Task to carry out:
Reproduce every line of the listing below, keeping each one unchanged.

::: Dataset records :::

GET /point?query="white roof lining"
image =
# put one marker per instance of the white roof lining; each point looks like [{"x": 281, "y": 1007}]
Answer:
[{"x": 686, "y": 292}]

:::

Complete answer:
GET /point?query="white roof lining"
image =
# put one marker per instance of the white roof lining; each point looks like [{"x": 281, "y": 1007}]
Answer:
[{"x": 686, "y": 292}]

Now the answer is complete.